Rescale the rows from the line that contains "Query: white sneaker" through the last row, and write out only those lines, requests included. Multiply every x and y coordinate in the answers by 2.5 and round each to a whole number, rounding halves up.

--------------------------------

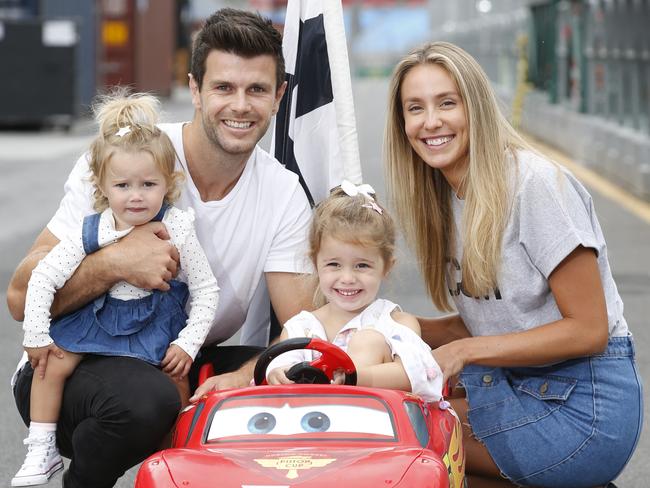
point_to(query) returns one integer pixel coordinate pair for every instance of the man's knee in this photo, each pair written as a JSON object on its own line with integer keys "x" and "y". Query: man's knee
{"x": 129, "y": 398}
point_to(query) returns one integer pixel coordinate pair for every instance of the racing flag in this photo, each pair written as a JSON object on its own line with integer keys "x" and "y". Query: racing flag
{"x": 315, "y": 130}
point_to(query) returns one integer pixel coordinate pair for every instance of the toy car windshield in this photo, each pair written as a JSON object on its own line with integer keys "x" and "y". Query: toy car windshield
{"x": 284, "y": 417}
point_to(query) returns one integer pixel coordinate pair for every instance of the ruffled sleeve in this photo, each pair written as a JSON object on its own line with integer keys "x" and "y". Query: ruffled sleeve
{"x": 423, "y": 371}
{"x": 201, "y": 283}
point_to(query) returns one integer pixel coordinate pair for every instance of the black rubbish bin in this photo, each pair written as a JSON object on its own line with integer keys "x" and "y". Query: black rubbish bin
{"x": 37, "y": 62}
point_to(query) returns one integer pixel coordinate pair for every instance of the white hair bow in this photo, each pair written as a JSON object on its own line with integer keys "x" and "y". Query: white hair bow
{"x": 366, "y": 190}
{"x": 123, "y": 131}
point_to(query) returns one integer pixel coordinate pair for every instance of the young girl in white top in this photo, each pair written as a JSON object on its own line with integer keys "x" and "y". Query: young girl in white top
{"x": 132, "y": 170}
{"x": 352, "y": 241}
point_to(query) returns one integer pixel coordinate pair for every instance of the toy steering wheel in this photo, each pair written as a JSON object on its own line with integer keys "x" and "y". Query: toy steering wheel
{"x": 320, "y": 370}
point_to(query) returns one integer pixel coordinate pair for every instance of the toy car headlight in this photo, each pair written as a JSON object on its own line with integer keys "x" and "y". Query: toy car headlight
{"x": 154, "y": 473}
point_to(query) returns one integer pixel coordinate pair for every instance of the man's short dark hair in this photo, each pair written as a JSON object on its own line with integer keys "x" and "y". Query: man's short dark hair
{"x": 238, "y": 32}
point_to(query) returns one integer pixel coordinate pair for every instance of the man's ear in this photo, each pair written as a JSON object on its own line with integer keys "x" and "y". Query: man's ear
{"x": 279, "y": 93}
{"x": 194, "y": 90}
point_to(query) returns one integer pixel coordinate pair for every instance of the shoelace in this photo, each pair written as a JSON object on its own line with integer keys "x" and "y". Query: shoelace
{"x": 38, "y": 449}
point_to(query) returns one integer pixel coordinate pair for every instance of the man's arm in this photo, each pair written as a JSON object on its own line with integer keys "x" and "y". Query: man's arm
{"x": 144, "y": 258}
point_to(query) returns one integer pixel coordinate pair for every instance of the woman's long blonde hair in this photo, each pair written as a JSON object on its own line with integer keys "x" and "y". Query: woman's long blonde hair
{"x": 139, "y": 112}
{"x": 421, "y": 194}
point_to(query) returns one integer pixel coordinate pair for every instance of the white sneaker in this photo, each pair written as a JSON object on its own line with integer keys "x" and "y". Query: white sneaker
{"x": 41, "y": 462}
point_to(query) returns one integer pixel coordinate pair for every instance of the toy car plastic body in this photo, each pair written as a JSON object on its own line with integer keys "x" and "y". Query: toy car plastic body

--------------------------------

▶ Reply to the exercise:
point_to(query) returns one integer pixel coordinate pair for every instance of the white sneaker in this photo, each pair written as a JSON object on its own line with integer keys "x" and "y". Query: white sneaker
{"x": 103, "y": 1155}
point_to(query) returns one integer pixel coordinate pair for every instance of the toy car plastic body in this photo, each pair written as a JSON object on its own line with integer keys "x" and "y". Query: toy car plastic body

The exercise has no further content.